ЦИТИРУЕМЫЙ ФРАГМЕНТ:
▼▼▼
Интервью Александра Эткинда Сергею Простакову («Археология русской смерти»)

Александр Эткинд, британский и американский культуролог, историк культуры и литературовед. Кандидат психологических наук (1985), PhD (Хельсинки). Профессор русской литературы и истории культуры в Кембридже; профессор Нью-Йоркского и Джорджтаунского университетов. В настоящее время профессор Европейского университета во Флоренции.

 — Расскажите о том, как вы пришли к идее, что «память о непогребенных» можно продуктивно исследовать, используя фрейдистский анализ горя, идеи Вальтера Беньямина о второй жизни религиозных символов в массовой культуре и русский формализм? Когда вам впервые пришла в голову метафора «кривого горя»?

— На такие вопросы труднее всего отвечать. Они требуют самоанализа, а это дело ненадежное. Первый написанный мной текст о памяти касался революционных автобиографий, и уже тогда я стал вводить такие понятия, как мягкая/твердая память. На какое-то время я сосредоточился на этой рабочей метафоре, написал несколько статей. Помню, что большое впечатление на меня произвело путешествие на Соловки и Беломорканал, я об этом рассказываю в книге. Передо мной всё время стоял вопрос: как анализировать памятники, как рассказывать о них? Ну и конечно, на эту книгу повлияли мои занятия современной русской литературой, всем тем, что я назвал магическим историзмом. Как вы знаете, историей психоанализа я занимаюсь очень давно, а фрейдовская идея работы горя и меланхолии центральна в этой истории; важна была она и для Беньямина, который оставил замечательные образцы исследований «горестной» культуры. Я обо всем об этом подробно рассказываю в книге. Что касается метафоры «кривого горя», то я придумал ее, когда сочинял название для английской версии книги. Ну и потом пришлось перевести ее на русский — тоже творческая задача.
▲▲▲
Записи, выбранные из коллекции
▼▼▼
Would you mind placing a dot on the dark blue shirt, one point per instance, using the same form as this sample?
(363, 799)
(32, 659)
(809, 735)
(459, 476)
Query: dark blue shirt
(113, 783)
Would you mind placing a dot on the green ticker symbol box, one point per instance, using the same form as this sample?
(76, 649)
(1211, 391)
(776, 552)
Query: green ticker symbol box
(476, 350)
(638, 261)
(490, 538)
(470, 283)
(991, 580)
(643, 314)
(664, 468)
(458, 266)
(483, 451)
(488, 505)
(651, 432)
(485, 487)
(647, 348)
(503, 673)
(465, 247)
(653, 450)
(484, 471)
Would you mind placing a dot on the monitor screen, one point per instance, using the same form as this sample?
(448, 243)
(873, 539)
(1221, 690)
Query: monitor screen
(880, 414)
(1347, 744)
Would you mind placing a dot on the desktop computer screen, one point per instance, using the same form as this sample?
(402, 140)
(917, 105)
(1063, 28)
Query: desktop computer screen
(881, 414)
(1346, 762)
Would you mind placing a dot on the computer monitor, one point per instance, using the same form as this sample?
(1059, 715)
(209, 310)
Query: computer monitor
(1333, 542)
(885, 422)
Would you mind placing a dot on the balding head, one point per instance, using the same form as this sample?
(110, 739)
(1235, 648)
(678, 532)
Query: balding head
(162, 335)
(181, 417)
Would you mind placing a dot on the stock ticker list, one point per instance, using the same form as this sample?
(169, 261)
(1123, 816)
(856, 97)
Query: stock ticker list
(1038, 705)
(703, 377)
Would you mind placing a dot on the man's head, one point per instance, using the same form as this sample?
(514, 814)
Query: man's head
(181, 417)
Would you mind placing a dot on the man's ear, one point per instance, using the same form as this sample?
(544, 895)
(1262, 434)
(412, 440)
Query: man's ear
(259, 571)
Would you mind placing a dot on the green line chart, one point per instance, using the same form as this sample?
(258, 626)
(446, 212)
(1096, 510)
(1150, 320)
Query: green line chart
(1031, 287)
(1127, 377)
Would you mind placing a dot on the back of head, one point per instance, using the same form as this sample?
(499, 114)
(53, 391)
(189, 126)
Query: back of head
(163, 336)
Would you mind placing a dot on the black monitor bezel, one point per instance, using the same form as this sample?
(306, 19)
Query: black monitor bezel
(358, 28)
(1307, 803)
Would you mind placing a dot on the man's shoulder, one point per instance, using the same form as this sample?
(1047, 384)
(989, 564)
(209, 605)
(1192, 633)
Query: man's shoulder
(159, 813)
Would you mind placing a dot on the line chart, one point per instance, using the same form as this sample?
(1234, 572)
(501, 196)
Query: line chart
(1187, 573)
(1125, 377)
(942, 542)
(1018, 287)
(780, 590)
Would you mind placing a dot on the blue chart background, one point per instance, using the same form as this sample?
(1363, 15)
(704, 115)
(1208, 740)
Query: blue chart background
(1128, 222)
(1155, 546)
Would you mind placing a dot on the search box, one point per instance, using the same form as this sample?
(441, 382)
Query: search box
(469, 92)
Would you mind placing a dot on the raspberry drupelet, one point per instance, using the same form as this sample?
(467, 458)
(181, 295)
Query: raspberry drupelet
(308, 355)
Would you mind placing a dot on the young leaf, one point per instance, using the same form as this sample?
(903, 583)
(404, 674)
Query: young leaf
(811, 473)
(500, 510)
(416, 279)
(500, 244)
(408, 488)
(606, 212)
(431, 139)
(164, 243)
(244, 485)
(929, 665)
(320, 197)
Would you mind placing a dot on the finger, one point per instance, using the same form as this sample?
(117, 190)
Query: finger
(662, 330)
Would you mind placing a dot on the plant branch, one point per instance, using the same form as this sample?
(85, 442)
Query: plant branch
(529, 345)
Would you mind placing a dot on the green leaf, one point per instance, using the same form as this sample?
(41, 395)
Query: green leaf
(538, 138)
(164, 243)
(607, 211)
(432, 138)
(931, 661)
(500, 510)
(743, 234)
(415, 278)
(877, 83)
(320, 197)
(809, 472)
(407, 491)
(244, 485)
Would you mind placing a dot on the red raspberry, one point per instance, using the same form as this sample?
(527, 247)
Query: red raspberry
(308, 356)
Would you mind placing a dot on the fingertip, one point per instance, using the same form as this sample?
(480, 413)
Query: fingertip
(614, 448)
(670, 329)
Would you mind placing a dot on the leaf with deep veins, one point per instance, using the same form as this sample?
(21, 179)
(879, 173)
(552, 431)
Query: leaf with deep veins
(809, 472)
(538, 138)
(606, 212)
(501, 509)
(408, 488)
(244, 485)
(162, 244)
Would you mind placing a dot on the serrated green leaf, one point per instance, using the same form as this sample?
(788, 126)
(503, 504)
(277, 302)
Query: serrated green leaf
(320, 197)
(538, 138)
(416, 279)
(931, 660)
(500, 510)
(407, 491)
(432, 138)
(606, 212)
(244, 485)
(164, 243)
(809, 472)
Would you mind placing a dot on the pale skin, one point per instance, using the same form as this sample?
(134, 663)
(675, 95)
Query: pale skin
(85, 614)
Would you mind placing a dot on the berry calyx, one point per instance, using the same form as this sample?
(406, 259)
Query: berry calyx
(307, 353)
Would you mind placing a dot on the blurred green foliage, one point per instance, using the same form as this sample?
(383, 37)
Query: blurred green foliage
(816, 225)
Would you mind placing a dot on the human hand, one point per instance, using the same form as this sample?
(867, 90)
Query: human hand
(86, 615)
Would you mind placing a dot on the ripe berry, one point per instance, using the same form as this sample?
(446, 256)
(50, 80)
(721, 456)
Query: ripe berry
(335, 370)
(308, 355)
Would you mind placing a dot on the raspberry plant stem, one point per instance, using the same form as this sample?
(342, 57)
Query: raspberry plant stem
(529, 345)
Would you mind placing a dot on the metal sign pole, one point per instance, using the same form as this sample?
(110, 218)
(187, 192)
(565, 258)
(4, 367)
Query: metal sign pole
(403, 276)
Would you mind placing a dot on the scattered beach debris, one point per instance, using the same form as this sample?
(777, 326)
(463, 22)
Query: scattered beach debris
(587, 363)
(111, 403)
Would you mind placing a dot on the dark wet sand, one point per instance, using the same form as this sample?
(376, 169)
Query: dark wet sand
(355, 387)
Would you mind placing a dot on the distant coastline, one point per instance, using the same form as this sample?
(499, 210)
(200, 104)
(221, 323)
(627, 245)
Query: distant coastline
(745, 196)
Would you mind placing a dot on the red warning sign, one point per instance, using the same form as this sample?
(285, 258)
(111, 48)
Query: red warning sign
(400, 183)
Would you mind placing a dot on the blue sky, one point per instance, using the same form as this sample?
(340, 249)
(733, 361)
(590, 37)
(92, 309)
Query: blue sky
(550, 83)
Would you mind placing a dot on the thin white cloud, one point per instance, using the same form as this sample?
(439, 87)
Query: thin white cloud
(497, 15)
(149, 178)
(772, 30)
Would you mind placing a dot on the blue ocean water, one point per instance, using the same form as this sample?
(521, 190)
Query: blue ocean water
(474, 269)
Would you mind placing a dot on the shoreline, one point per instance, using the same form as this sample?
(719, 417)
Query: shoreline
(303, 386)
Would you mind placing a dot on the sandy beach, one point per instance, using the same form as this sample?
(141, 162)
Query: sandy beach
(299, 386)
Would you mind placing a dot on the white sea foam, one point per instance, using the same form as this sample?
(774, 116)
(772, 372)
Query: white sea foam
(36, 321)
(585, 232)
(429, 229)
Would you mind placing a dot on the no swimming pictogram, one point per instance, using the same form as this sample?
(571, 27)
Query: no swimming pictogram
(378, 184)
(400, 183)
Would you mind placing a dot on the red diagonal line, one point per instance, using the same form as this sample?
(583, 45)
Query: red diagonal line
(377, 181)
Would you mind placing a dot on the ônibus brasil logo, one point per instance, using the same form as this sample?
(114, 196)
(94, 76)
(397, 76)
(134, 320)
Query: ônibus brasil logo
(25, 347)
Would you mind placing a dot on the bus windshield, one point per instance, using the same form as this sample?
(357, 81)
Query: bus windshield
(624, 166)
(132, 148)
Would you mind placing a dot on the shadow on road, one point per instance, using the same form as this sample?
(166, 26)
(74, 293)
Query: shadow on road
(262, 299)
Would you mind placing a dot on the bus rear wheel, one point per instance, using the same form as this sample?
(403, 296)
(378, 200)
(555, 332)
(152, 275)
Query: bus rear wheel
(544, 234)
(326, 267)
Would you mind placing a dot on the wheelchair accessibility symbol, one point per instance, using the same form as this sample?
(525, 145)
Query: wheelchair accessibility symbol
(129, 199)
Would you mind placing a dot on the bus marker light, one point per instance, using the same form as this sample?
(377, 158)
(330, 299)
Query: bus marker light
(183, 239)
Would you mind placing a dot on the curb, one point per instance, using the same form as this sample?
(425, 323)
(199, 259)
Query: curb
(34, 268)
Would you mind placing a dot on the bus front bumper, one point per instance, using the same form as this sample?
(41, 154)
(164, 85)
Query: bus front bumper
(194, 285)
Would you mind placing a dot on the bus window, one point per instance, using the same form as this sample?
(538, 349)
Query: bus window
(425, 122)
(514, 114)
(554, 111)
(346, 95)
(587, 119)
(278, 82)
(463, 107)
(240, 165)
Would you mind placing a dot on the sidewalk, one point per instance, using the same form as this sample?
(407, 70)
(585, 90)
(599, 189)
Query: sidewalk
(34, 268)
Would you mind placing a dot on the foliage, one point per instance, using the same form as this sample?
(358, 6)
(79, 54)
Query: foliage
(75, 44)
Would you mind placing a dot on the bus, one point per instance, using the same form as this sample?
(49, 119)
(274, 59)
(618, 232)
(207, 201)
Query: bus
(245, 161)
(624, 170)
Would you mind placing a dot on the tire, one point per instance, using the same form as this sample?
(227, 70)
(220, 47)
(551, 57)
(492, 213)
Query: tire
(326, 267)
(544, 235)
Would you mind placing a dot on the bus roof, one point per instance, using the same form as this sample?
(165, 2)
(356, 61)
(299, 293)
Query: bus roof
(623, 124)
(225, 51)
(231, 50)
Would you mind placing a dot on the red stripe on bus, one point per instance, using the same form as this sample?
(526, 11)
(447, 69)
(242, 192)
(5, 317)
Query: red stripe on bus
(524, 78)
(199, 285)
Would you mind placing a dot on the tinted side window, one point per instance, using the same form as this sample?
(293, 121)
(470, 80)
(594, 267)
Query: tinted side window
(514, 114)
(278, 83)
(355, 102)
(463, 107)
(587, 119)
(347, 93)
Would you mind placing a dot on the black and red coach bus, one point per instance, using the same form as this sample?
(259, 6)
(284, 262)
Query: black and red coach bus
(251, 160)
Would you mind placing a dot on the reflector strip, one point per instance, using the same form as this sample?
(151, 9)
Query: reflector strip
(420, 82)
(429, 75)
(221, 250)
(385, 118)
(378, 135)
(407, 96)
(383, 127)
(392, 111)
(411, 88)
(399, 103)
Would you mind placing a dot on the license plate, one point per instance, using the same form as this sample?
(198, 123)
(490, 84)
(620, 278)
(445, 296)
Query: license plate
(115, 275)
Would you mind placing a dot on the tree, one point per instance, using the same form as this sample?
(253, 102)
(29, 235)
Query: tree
▲▲▲
СПИСОК ЗАДАНИЙ:
A: Ответьте по интервью на вопросы:
(i) В каком году Александр Эткинд стал кандидатом психологических наук?
(ii) Какое путешествие произвело на него большое впечатление?
(iii) При какой работе он придумал метафору «кривого горя»?
B: Процитируйте без изменений отрывок интервью от слов «Интервью Александра Эткинда» до слов «университета во Флоренции.».
C: Перечислите все университеты, в которых, согласно интервью, Александр Эткинд был или является профессором.
Данные взяты из другого источника и с интервью не связаны.

ОТВЕТЫ К ЗАДАНИЯМ:
A:
(i) В 1985 году.
(ii) Путешествие на Соловки и Беломорканал.
(iii) Когда сочинял название для английской версии книги.

B:
Интервью Александра Эткинда Сергею Простакову («Археология русской смерти»)

Александр Эткинд, британский и американский культуролог, историк культуры и литературовед. Кандидат психологических наук (1985), PhD (Хельсинки). Профессор русской литературы и истории культуры в Кембридже; профессор Нью-Йоркского и Джорджтаунского университетов. В настоящее время профессор Европейского университета во Флоренции.

C: Кембридж, Нью-Йоркский университет, Джорджтаунский университет, Европейский университет во Флоренции.